### Exercise prompt
From the roof coating passage, reproduce the part starting with "An oil system" and going on through "of the metal.".

### Text passage

=-=-=

Which type of product to use depends largely on the surface you are coating as well as the intended application. Considering the focus of this article, we’ll assume the intended application is your standard residential roof. Therefore, we can focus on what the substrate calls for.

 

When to Use Oil

An oil system should be used when you have a very rusty ferrous metal surface that you do not intend to etch and convert with a product like Ospho. Oil roof primers and paints are naturally better at handling rust bleed through and reducing future oxidation of the metal.

 

Oil products should also be used when the existing coating is already an oil product, especially when multiple coats are present. If you have an old roof with existing oil paint on it you are better off recoating it with more oil unless you are willing to strip the roof to bare metal. Acrylic DTMs and Elastomerics have an aggressive bite and will often bond to old oil without an issue. However, the acrylic and oil products expand and contract and a much different rate. This usually results in the acrylic coating pulling the old oil coating loose, which will result in peeling. The top coat is only as good as what lies beneath it.

 

When to Use Acrylic DTM

Acrylic DTMs should be used on any surface that is not friendly to oil products. These include aluminum, galvanized, and Terne products. You will get a much better bond to the properly prepared surface of one of these metals from an acrylic than you will from an oil.

 

Acrylic DTMs should also be used when colorfastness and flexibility are a major concern. They will greatly outperform oil products on both accounts.

=-=-=

Records taken from a collection
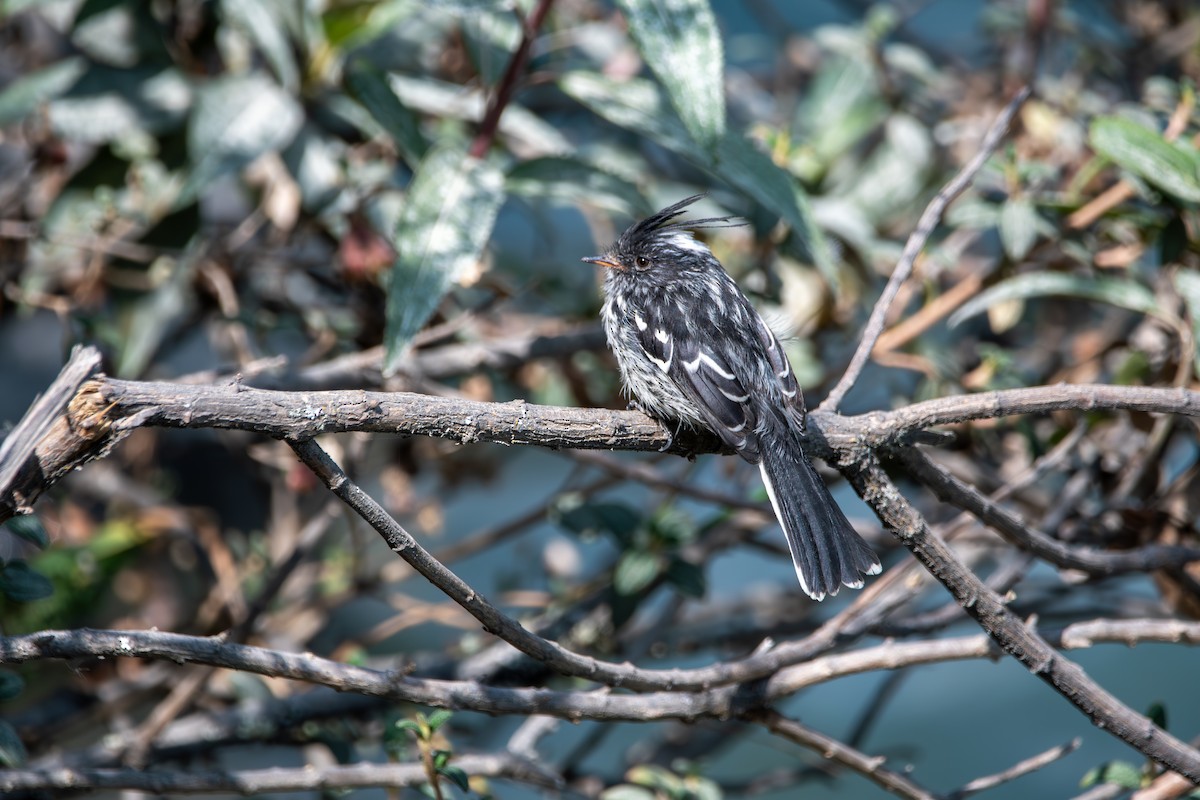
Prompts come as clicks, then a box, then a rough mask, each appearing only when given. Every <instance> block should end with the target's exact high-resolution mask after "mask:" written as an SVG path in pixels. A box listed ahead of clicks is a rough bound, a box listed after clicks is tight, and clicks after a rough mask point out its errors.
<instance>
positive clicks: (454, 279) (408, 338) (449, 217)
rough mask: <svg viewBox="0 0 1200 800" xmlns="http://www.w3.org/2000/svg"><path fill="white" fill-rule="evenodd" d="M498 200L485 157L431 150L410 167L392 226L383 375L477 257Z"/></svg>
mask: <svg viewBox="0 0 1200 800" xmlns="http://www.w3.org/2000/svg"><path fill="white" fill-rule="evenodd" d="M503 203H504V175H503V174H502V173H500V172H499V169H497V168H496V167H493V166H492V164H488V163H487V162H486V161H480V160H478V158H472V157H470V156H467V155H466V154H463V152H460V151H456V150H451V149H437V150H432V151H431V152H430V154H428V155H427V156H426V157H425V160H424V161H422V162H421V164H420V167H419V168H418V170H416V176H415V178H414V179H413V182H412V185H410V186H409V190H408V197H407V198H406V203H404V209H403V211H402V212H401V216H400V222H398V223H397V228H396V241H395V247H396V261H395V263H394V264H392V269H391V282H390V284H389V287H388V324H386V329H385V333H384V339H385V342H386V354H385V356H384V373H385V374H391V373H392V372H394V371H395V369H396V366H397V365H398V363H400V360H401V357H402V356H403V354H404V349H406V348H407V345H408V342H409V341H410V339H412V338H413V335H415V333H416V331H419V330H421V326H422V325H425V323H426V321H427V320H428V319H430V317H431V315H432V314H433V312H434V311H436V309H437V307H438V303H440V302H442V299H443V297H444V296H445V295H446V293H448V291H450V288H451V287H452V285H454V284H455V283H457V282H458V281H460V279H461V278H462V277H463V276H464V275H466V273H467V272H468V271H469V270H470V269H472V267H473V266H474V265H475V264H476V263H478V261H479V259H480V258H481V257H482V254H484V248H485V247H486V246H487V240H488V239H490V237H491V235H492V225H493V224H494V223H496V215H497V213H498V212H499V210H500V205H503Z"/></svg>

=-=-=

### Exercise response
An oil system should be used when you have a very rusty ferrous metal surface that you do not intend to etch and convert with a product like Ospho. Oil roof primers and paints are naturally better at handling rust bleed through and reducing future oxidation of the metal.